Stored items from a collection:
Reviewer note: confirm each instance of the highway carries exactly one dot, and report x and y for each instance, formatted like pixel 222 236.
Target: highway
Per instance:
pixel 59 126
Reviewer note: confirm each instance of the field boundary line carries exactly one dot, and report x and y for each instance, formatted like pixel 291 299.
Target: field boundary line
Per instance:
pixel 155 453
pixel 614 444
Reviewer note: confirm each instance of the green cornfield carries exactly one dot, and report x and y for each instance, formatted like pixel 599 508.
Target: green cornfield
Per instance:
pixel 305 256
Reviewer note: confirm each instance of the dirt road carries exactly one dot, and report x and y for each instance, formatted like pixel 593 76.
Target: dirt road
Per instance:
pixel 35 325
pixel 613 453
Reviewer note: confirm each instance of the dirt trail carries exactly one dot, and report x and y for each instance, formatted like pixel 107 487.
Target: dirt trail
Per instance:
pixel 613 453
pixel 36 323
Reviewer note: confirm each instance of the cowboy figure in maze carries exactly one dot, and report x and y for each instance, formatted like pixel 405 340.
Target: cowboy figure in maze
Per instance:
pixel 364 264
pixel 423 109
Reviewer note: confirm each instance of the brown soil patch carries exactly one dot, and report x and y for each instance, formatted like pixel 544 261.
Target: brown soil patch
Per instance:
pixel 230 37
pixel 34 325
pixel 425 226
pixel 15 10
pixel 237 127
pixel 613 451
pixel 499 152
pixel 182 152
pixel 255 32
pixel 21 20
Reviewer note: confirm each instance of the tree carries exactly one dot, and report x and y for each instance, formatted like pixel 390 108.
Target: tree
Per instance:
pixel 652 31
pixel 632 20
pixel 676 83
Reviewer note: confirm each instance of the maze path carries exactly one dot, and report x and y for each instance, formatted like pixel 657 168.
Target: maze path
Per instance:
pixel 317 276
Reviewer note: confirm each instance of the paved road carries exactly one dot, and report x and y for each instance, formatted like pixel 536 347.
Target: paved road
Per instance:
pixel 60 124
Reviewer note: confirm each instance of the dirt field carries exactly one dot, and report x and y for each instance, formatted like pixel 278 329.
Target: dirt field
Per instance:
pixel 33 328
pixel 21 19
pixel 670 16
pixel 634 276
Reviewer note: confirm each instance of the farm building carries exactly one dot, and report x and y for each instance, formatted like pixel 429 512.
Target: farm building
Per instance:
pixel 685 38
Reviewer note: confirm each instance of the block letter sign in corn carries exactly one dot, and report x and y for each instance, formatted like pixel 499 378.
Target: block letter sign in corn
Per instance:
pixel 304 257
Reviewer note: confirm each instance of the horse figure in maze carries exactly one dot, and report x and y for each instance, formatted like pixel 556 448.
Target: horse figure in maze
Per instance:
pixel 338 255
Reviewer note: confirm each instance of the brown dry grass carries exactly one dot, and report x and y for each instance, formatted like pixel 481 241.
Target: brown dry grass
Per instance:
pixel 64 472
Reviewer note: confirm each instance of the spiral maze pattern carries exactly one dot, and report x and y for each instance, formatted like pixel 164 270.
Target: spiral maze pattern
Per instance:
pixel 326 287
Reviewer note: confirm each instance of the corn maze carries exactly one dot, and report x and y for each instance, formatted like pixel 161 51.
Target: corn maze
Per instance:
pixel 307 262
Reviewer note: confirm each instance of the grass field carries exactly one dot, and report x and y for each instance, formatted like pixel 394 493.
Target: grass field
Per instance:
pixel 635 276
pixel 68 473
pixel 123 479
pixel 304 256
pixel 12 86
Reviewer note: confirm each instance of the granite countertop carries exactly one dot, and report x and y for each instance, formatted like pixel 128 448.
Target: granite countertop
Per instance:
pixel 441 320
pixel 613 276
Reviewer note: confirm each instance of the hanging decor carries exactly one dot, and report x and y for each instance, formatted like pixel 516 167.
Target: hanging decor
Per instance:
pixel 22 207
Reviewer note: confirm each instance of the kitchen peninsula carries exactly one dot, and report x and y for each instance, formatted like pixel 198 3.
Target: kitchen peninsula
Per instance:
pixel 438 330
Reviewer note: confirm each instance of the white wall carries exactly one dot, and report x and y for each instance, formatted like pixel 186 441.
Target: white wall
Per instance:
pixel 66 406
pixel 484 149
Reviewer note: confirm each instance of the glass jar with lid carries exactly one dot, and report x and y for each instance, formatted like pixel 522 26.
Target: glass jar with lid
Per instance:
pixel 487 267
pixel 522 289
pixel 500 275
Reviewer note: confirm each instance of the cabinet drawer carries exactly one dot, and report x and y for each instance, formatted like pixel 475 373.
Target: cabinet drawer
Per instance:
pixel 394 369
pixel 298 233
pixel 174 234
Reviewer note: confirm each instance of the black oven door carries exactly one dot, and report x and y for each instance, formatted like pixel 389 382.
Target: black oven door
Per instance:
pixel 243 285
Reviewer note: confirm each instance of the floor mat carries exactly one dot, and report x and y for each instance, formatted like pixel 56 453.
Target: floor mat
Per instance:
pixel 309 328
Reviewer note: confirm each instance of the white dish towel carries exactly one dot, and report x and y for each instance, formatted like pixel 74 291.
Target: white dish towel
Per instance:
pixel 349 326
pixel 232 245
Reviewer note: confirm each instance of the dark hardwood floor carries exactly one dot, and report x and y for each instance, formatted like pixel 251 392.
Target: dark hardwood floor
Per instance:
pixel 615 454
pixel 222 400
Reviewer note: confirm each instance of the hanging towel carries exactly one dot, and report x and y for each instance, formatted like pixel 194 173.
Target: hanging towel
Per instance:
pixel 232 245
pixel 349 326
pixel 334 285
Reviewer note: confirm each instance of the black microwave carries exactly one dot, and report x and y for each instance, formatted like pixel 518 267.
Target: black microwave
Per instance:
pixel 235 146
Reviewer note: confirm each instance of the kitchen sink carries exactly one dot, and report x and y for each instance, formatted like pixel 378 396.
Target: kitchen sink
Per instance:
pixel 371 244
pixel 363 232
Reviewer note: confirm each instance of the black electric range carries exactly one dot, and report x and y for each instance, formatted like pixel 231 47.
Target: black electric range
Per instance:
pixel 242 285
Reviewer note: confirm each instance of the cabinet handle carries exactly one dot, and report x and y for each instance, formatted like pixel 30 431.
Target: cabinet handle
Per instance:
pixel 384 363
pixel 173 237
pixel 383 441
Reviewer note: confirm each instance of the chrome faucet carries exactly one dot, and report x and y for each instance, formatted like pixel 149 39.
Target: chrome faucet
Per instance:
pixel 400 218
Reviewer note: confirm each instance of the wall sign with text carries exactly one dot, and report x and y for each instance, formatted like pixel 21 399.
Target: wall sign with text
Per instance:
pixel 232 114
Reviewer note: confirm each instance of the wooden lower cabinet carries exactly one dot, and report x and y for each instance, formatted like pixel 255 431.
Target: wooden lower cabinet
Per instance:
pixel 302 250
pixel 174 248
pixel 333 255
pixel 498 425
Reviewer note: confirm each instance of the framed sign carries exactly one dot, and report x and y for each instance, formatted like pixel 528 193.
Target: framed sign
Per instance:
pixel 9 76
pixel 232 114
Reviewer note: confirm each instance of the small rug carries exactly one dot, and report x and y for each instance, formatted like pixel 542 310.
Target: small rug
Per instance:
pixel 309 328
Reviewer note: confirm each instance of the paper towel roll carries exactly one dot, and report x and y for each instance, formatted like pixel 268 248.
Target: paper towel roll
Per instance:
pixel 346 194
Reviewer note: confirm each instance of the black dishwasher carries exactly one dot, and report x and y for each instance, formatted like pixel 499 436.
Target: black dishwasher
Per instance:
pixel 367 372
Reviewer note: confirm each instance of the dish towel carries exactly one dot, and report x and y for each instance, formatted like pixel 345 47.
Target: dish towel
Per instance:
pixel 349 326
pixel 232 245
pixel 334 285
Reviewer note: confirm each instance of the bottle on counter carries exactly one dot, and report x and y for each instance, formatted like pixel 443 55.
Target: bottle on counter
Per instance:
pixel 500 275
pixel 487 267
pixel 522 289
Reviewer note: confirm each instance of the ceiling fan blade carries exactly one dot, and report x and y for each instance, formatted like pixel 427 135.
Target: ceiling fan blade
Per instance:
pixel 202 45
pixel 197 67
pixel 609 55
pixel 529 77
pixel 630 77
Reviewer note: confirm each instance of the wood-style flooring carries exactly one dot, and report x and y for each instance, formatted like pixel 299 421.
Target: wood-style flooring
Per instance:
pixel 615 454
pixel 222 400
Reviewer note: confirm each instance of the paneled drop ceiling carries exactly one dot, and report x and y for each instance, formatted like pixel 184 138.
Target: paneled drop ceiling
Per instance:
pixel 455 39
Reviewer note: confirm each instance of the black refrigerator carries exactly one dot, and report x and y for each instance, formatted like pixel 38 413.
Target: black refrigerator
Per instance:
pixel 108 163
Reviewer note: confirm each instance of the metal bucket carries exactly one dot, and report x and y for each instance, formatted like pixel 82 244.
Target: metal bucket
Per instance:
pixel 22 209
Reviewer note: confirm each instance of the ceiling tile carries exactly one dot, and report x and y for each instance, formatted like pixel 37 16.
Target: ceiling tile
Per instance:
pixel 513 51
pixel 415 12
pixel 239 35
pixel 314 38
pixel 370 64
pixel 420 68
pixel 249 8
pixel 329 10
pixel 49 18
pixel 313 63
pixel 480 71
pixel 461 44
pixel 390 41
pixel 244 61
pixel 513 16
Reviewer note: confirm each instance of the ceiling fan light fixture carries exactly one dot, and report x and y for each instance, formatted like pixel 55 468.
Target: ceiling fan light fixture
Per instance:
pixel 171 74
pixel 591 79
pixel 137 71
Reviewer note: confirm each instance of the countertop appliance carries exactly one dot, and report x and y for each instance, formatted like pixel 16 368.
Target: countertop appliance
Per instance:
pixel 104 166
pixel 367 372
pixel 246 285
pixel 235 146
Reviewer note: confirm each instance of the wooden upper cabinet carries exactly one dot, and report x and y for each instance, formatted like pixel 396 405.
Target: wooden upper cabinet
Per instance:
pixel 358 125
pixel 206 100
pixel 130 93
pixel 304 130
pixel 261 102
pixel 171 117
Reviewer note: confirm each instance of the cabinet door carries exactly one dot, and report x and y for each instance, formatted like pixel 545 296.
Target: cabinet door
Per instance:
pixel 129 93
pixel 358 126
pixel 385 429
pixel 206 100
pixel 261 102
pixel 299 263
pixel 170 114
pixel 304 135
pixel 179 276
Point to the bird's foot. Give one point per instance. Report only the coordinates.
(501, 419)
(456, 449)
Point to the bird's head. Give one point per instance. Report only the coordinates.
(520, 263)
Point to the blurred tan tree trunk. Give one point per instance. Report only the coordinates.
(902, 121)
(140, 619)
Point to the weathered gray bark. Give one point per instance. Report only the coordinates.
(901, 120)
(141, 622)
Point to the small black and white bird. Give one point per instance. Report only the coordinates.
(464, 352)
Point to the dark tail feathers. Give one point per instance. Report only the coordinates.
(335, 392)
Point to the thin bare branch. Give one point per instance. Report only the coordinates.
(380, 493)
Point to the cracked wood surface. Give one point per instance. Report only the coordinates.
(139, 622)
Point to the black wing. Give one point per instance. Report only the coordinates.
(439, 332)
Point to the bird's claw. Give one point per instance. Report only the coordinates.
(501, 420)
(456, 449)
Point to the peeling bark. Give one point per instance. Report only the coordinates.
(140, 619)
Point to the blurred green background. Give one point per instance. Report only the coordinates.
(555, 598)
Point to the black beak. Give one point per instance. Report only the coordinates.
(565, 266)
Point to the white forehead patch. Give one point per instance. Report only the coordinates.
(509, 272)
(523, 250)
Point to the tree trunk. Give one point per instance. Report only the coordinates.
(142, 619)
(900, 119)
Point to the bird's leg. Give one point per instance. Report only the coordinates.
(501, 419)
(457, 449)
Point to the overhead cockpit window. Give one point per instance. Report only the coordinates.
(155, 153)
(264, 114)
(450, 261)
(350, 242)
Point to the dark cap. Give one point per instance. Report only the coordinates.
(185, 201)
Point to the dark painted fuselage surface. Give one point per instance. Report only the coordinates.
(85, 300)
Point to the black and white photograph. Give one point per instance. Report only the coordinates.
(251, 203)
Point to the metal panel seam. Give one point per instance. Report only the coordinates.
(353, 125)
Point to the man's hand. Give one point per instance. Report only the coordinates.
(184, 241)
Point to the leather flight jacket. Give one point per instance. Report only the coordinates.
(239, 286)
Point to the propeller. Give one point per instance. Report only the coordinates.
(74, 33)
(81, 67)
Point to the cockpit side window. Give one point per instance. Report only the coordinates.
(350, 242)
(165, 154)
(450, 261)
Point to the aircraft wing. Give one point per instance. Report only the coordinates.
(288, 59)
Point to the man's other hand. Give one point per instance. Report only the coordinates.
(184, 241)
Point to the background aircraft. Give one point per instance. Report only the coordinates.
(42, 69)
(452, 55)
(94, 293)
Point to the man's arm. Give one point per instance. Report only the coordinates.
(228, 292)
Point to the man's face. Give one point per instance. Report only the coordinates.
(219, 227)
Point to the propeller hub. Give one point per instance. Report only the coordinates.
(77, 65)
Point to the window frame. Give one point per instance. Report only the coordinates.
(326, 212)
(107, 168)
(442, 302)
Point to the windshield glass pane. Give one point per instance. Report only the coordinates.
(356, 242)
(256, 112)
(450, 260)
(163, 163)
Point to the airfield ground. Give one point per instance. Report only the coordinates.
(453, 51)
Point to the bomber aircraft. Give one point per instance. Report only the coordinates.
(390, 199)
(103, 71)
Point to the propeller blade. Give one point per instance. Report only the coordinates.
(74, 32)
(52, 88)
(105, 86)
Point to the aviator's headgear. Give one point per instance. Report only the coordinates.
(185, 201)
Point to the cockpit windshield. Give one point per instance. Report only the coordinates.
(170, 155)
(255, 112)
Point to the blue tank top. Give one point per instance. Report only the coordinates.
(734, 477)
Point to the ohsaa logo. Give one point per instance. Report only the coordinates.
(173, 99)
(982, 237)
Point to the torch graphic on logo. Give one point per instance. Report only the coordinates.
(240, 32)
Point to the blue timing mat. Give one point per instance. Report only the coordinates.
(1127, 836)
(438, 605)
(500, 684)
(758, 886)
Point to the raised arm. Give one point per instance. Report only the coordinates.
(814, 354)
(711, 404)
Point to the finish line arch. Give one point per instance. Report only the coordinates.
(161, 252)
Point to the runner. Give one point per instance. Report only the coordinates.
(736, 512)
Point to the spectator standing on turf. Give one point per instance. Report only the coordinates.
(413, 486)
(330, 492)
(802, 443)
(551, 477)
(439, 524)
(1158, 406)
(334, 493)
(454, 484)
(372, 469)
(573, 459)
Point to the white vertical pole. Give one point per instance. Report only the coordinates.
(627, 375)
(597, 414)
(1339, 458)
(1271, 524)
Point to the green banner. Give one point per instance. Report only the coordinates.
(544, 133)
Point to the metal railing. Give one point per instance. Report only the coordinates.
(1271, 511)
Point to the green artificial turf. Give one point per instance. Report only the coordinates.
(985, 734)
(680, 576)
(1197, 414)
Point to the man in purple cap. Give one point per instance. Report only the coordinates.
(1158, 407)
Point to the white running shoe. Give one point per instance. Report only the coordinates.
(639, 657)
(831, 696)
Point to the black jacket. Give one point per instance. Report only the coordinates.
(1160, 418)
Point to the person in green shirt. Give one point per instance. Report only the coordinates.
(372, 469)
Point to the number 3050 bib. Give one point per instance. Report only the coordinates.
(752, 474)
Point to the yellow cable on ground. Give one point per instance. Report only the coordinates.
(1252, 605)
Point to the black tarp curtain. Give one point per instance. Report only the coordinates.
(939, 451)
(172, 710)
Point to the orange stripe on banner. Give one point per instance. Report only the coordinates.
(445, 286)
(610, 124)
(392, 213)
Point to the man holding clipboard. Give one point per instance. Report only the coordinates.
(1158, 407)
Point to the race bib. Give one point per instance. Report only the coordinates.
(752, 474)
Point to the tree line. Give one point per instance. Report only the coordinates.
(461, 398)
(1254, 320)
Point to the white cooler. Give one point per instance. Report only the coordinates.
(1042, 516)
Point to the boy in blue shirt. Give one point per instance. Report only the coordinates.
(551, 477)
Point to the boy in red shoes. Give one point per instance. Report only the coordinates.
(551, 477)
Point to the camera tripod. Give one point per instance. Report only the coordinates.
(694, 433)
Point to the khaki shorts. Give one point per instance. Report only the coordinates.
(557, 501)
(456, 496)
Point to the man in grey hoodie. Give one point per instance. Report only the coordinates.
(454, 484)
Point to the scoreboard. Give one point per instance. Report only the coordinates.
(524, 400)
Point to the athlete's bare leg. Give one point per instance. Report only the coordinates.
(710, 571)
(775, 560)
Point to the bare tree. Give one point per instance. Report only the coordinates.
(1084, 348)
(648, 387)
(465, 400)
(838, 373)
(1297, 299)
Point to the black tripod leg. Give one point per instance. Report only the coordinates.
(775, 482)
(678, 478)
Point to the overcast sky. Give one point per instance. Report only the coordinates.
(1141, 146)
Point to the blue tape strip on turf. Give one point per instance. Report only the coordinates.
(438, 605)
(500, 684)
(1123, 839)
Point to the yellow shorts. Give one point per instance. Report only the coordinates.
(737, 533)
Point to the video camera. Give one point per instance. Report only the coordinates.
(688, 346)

**YOUR ASSIGNMENT**
Of all the lines above, count the ones that include the string "refrigerator" and give the number alone.

**RESPONSE TO THE EXERCISE**
2